- _The exercise_
Could you copy every one of the records below word for word, without changing or leaving out anything?

- _Dataset excerpts_

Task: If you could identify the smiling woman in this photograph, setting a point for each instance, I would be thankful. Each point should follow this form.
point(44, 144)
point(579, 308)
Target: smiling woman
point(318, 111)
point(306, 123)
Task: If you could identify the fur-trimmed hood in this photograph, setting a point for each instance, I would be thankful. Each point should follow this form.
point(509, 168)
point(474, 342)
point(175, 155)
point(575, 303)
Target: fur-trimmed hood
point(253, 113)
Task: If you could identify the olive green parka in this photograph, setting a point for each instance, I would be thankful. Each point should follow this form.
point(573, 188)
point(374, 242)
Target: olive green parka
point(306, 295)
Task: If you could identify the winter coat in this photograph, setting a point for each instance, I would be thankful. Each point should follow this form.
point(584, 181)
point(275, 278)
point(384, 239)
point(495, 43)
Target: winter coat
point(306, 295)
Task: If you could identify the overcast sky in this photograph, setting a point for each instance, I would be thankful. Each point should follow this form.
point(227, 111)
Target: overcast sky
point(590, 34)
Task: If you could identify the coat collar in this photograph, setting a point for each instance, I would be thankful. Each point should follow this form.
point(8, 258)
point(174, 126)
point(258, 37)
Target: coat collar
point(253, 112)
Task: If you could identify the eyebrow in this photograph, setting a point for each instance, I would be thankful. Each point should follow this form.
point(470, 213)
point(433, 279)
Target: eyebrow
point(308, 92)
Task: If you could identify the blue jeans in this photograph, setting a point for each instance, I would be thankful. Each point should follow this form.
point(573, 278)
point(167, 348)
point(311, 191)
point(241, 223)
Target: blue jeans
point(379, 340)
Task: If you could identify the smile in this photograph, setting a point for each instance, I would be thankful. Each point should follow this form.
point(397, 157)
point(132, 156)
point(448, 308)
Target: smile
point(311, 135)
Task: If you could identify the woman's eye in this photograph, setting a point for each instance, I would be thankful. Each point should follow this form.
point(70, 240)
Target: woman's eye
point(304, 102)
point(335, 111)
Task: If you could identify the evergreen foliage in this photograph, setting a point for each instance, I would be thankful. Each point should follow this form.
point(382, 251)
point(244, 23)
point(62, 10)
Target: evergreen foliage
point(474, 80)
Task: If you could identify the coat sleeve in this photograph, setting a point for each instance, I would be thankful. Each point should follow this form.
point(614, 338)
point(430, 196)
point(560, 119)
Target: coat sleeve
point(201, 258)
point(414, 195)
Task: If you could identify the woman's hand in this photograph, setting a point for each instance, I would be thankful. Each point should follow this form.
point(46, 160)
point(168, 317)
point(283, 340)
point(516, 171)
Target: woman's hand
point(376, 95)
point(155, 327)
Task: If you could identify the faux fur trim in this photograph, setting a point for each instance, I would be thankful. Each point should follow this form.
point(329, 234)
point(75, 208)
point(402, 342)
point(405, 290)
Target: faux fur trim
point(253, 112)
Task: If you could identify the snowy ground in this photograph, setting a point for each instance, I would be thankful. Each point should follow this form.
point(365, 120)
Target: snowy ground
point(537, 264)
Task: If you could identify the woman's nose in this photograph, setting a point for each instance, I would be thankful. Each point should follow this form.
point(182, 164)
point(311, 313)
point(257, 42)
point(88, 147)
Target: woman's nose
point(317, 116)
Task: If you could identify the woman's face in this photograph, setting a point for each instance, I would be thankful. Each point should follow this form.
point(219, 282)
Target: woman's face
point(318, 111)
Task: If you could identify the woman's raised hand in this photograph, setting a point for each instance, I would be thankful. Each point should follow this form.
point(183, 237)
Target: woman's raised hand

- _Problem solution_
Task: If you could identify the smiling woman in this photograph, setting a point for each instance, I would be thankful. Each point should follow this form.
point(44, 144)
point(579, 308)
Target: smiling woman
point(318, 111)
point(306, 123)
Task: If you could identify the fur-trimmed hood in this photograph, setting a point for each instance, I would be thankful. Each point should follow this form.
point(509, 168)
point(474, 342)
point(175, 155)
point(575, 303)
Target: fur-trimmed hood
point(253, 113)
Task: If you could identify the olive green parka in this photograph, setting a point for each instance, I would be thankful. Each point should follow this form.
point(573, 188)
point(374, 242)
Target: olive green parka
point(306, 295)
Task: If you could identify the winter coat in this photograph, setting a point for each instance, I would be thankful. Each point should follow this form.
point(584, 181)
point(275, 278)
point(384, 239)
point(495, 43)
Target: winter coat
point(306, 295)
Task: If you could identify the overcast sky in this photograph, setting a point for each instance, I would be thankful. Each point should follow this form.
point(227, 111)
Target: overcast sky
point(590, 34)
Task: If you could identify the coat collar in this photograph, setting a point for each instance, I would be thankful. Each point should follow this form.
point(8, 258)
point(174, 126)
point(258, 37)
Target: coat collar
point(253, 112)
Task: If you could identify the eyebrow in this photograph, setting a point for each instance, I would be thankful. Each point should follow this form.
point(470, 213)
point(433, 279)
Target: eyebrow
point(308, 92)
Task: If you could identify the blue jeans in this photograph, setting a point for each instance, I would be thankful. Each point should follow this form.
point(573, 278)
point(167, 348)
point(311, 191)
point(241, 223)
Target: blue jeans
point(379, 340)
Task: If you could identify the smile in this photograph, setting a point for each instance, I would be thankful. Each point should follow this form.
point(397, 157)
point(132, 156)
point(448, 308)
Target: smile
point(311, 135)
Task: If you could identify the woman's eye in this photograph, setting a point for each instance, I would be thankful. Each point should follow this form.
point(70, 240)
Target: woman's eye
point(304, 102)
point(335, 111)
Task: If you could identify the evergreen foliage in this photograph, setting a point for each instance, I would be thankful. Each point should follow this form.
point(382, 251)
point(244, 23)
point(62, 10)
Target: evergreen foliage
point(474, 80)
Task: If you could identify the coat sleeve in this photograph, setting a point for each instance, I would be thankful. Each point should follow this form.
point(614, 338)
point(430, 196)
point(560, 119)
Target: coat sleeve
point(201, 258)
point(414, 195)
Task: If you could identify the woman's hand in this photograph, setting a point for each instance, I would be thankful. Each point should follow this form.
point(46, 160)
point(168, 317)
point(283, 340)
point(516, 171)
Target: woman's hand
point(376, 95)
point(155, 327)
Task: If you could identify the faux fur trim in this photograph, setting a point for each instance, I would be thankful. Each point should follow this form.
point(329, 234)
point(75, 208)
point(402, 342)
point(405, 290)
Target: faux fur trim
point(253, 112)
Task: If you could identify the snowy ground in this photograph, setting a point for each instance, I would be thankful. Each point should follow this form.
point(365, 120)
Target: snowy ground
point(537, 264)
Task: If you could identify the woman's nose in this photograph, setting a point for each instance, I would be thankful. Each point should follow this form.
point(182, 164)
point(311, 313)
point(257, 42)
point(88, 147)
Target: woman's nose
point(317, 116)
Task: If you could identify the woman's face in this photograph, setting a point for each instance, I would be thankful. Each point should follow this form.
point(219, 282)
Target: woman's face
point(318, 111)
Task: If you could identify the woman's raised hand in this photograph, setting a point for each instance, I would be thankful. Each point should follow this form.
point(183, 237)
Target: woman's raised hand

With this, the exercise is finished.